> **Objective**
Copy every row below word for word, and leave the pictures out of your copy.

> **Excerpted records**
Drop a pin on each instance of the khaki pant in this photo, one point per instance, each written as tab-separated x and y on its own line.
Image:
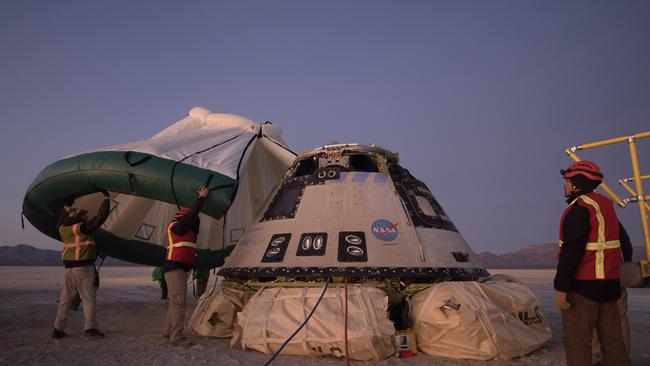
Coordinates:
578	324
177	288
625	327
78	280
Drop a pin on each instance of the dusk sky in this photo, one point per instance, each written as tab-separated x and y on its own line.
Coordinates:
480	98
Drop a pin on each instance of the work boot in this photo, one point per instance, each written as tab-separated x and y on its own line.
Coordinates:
93	334
58	333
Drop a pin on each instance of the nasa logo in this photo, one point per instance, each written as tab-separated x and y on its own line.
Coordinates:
384	230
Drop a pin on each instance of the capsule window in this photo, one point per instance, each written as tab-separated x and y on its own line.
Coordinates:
306	167
362	163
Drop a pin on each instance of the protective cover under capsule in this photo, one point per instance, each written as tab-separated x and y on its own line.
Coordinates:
350	210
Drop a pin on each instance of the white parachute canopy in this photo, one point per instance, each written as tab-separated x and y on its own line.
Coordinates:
251	153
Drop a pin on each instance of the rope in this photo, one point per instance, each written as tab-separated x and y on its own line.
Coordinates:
276	353
347	353
171	178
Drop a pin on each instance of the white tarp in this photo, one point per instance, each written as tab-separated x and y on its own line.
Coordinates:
273	314
215	314
481	321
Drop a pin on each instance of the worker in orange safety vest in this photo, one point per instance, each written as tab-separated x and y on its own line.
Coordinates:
182	233
587	281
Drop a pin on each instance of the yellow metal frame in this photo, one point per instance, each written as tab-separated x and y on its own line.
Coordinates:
637	193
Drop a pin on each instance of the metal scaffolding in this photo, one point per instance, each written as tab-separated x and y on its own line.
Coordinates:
637	194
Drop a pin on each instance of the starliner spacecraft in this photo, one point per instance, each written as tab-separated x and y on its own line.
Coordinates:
352	256
351	210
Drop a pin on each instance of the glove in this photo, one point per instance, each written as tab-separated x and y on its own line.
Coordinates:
203	192
560	301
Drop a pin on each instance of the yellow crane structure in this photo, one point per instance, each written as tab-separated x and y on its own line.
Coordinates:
636	274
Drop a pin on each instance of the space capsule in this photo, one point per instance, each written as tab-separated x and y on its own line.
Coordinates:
350	210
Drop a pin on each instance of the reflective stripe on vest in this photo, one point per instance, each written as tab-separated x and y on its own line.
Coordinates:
602	247
171	245
77	244
601	244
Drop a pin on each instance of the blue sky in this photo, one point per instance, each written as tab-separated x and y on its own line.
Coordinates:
480	98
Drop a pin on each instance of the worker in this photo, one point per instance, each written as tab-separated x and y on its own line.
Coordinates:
157	275
627	250
587	281
78	256
182	233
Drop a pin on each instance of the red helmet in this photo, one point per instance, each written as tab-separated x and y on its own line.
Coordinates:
182	212
73	211
586	168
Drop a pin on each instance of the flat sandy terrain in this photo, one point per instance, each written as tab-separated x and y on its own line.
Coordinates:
131	314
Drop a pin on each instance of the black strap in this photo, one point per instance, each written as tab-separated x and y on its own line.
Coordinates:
142	160
132	182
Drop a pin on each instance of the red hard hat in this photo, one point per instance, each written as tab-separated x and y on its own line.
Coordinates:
587	168
182	212
73	211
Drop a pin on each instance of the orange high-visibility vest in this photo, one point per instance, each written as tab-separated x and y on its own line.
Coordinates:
603	257
180	248
77	246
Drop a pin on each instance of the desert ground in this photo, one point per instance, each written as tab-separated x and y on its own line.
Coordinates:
131	314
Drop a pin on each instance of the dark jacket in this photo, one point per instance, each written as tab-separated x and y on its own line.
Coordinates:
87	227
189	221
575	233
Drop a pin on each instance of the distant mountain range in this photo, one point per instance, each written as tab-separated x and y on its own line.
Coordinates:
535	256
27	255
530	256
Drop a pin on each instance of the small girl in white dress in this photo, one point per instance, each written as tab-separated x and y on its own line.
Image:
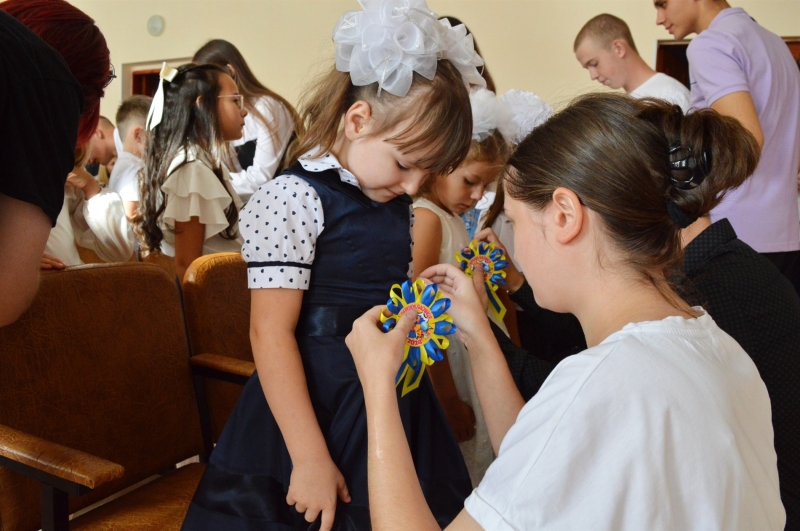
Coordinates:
188	207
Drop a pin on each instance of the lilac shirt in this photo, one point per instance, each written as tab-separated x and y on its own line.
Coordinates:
735	54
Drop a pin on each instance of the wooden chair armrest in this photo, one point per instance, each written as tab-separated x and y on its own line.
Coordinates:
54	464
223	364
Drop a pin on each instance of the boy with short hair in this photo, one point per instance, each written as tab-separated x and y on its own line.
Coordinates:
605	47
124	179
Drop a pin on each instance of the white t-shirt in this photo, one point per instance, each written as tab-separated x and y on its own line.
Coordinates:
193	190
666	88
124	178
664	425
268	152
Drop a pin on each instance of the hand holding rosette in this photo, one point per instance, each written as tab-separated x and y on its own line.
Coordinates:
426	340
492	261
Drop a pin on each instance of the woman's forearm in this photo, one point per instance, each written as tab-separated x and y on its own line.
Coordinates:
395	496
500	400
280	370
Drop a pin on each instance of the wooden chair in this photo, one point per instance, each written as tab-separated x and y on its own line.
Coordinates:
217	305
96	395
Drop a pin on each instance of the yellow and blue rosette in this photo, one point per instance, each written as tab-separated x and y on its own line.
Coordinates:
426	340
492	260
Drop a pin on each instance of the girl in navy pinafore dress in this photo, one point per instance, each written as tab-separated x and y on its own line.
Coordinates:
324	242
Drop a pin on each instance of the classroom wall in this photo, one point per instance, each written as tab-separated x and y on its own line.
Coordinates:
527	44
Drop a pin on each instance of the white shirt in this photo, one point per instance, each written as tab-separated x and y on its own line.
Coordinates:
193	190
664	425
664	87
98	224
281	223
268	151
124	177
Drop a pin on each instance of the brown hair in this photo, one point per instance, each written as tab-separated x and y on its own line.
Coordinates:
612	151
132	110
222	53
438	110
603	30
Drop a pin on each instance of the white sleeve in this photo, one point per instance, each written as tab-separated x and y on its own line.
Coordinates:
100	224
268	153
280	226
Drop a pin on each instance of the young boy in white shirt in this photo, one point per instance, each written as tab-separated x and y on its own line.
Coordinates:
124	179
605	47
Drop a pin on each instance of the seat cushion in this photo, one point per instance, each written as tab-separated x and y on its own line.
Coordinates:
158	505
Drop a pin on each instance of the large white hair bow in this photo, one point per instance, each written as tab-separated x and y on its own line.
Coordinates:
391	39
156	111
515	114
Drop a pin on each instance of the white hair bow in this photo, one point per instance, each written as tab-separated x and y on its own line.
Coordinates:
157	107
391	39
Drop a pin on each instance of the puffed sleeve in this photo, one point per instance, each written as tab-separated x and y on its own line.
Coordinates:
100	224
193	190
280	226
269	147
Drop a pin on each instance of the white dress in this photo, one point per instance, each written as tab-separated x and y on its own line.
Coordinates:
193	190
478	453
268	152
98	224
664	425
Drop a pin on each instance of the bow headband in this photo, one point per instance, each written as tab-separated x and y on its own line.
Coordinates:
156	112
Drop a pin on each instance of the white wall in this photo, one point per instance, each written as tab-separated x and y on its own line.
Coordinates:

> **Solved exercise**
Drop a pin on each instance of the khaki pant in this photo, one point per instance, each written as tab-separated x and y on its own line.
Image:
Coordinates:
578	324
177	288
625	327
78	280
Drop a pin on each instance of the dusk sky in this photo, one point per instance, each written as tab-separated x and y on its own line.
Coordinates:
480	98
Drop a pin on each instance of the work boot in this photo, one point per instance, each written as tab-separated x and y on its own line.
Coordinates:
93	334
58	333
Drop a pin on each instance of the nasa logo in this photo, one point per instance, each written as tab-separated x and y on its own line.
Coordinates:
384	230
Drop a pin on each instance of the capsule window in this photo, one point per instance, each written as tab-separated x and y on its own line.
Coordinates:
306	167
362	163
Drop a pin on each instance of the protective cover under capsule in this photo, one point per instance, each written as tab-separated x and y on its own line.
Coordinates:
350	210
Drop a pin on each instance of the white parachute canopy in this photo, one point per instance, each written as tab-separated x and y on its own line.
Coordinates:
251	153
Drop a pin on each instance of the rope in this photo, one point per instance, each written as tab-separated x and y on its own line.
Coordinates:
276	353
347	353
171	178
Drop a pin on each instance of the white tarp in this photo, one point per instance, each written as tab-separated x and y on its own line.
Coordinates:
273	314
215	314
481	321
Drop a pin on each instance of the worker in orange safety vest in this photo, one point per instance, each written as tab-separated x and y on its own line.
Coordinates:
182	233
587	281
Drop a pin on each instance of the yellow metal frame in this photo, one point per instance, each written as tab-separated x and y on its own line.
Coordinates:
637	193
Drop a pin on each instance of the metal scaffolding in this photo, one point per instance, each written as tab-separated x and y on its own line.
Coordinates:
637	194
Drop a pin on each instance of the starliner spacecraft in this photo, one point per instance, each written as tab-separated x and y on its own line.
Coordinates:
352	256
351	210
Drop a pin on each instance of the glove in this photo, one point per instance, each written as tab-separated x and y on its own line.
Coordinates:
203	192
560	301
Drop a pin on each instance of the yellow crane structure in this photo, one point per instance, each written as tab-separated x and y on its own line.
Coordinates:
636	274
Drop a pin on each instance of the space capsule in this photo, one point per instance, each written as tab-separated x and y on its own line.
Coordinates:
350	210
Drop a pin on each instance of the reflective stripe on vest in this photo, one point per instance, each written as tab-separated x and y on its own line.
Coordinates:
602	247
171	245
77	244
601	244
Drop a pin on each instance of the blue sky in this photo, one point per instance, each written as tab-separated x and y on its own line.
Coordinates:
480	98
Drop a pin on each instance of the worker in this photo, one point per instance, each written as tab-separated x and y on its own line.
Coordinates:
157	275
627	250
587	281
78	256
182	233
Drop a pin on each instance of the red helmet in this photo, one point per instance, each written as tab-separated x and y on its own line.
Coordinates:
182	212
73	211
586	168
Drop a pin on each instance of the flat sandy terrain in this photo, one point per instance, each written as tab-separated x and y on its own line.
Coordinates:
131	314
Drop a pin on each instance of the black strap in this photo, one point per instance, each written as tab-separated x and y on its own line.
Coordinates:
142	160
132	182
Drop a pin on each instance of the red hard hat in this photo, one point per instance, each written as tab-separated x and y on its own line.
Coordinates:
587	168
182	212
73	211
Drop a pin on each instance of the orange high-visibility vest in this photo, one point per instance, each written as tab-separated x and y on its own line.
Coordinates:
603	257
180	248
77	246
Drop a pin on each instance of the desert ground in this photo, one point per instance, each written as tab-separated x and y on its own line.
Coordinates:
131	314
Drop a pin on each instance of the dark jacket in this photo, one point per instance, each written as tab-separated x and y on its own line.
Coordinates:
87	227
189	221
575	233
Drop a pin on each instance of the distant mountain range in this photo, one point per instance, each written as tab-separated x and y on its own line.
Coordinates:
535	256
27	255
530	256
Drop a pin on each instance of the small girl in white dress in this photo, one point per instance, each written as tab-separated x and y on its own line.
Image:
Coordinates:
188	207
Drop a pin on each instance of the lilac shirt in this photo, one point per instance, each written as tab-separated x and y on its own line.
Coordinates:
735	54
Drop a pin on each instance of the wooden chair armrest in this photo, one point per instance, each written as tab-separated x and y on its own line.
Coordinates:
54	464
223	364
Drop a pin on each instance of the boy with short hair in this photo, one point per instance, each written as tab-separated x and y on its own line.
Coordinates:
605	47
124	179
Drop a pin on each instance of the white t-shirt in this photo, one point per instance, each written as tab-separated x and y on its own line.
Coordinates:
193	190
666	88
124	178
664	425
268	152
Drop a pin on each instance of the hand holding rosette in this photo, one point per instance, each written as tab-separated x and y on its own line.
Coordinates:
426	340
492	261
Drop a pin on each instance of the woman's forearm in this photo, one point per instance, each written as tab-separated x and y on its own line.
Coordinates:
395	496
500	400
280	370
Drop a pin on each instance of the wooden chair in this photo, one point per instance, each written as tab-separated x and y on its own line.
Coordinates:
217	305
96	395
Drop a pin on each instance of the yellow and blue rosette in this photo, one point per instance, each written as tab-separated x and y on its own line.
Coordinates:
426	340
492	260
Drop a pin on each instance of the girl in navy pinafore dress in this photo, one point per instance, each written as tab-separated x and y on its own line.
Coordinates:
324	242
Drop a pin on each instance of the classroom wall in this photo, one point per instance, each written as tab-separated x and y on its own line.
Coordinates:
527	44
Drop a pin on each instance of the white shirt in this photo, one point per instance, each written as tab-separated x and y on its own line.
Coordinates:
193	190
664	425
664	87
98	224
281	223
268	151
124	177
Drop a pin on each instance of the brown hair in this photo, one point per instance, each written as tab-separated x and y on its own line.
Coordinates:
612	151
132	110
222	53
438	110
603	30
Drop a pin on each instance of the white sleeve in this photo, one point per instance, each written as tab-separated x and y on its own line.
Coordinates:
100	224
268	153
280	226
Drop a pin on each instance of the young boy in white shirt in this photo, one point per instance, each written as tab-separated x and y on its own line.
Coordinates:
124	179
605	47
Drop a pin on each instance of the seat cushion in this photo, one point per instance, each written as tab-separated x and y on its own line.
Coordinates:
158	505
Drop a pin on each instance of the large white hair bow in this photo, one point per instance, each written as tab-separated x and y on its own line.
Coordinates:
391	39
156	111
515	114
Drop a pin on each instance of the white hair bow in this photo, one point per instance, each written as tab-separated x and y on its own line.
Coordinates:
157	107
391	39
Drop a pin on each instance of the puffed sleeve in this photo, one point per instance, each written as tab-separated x and y on its own line.
Coordinates:
100	224
193	190
280	226
269	147
Drop a pin on each instance of the white dress in this photo, one point per instance, each written as tab-separated x and y on its own line.
Coordinates:
193	190
478	453
268	152
98	224
664	425
Drop a pin on each instance of the bow headband in this photo, one point per instance, each written as tab-separated x and y on its own line.
Coordinates:
156	112
Drop a pin on each instance of the white wall in this photo, one point per instance, each written as tab-separated x and y on its own line.
Coordinates:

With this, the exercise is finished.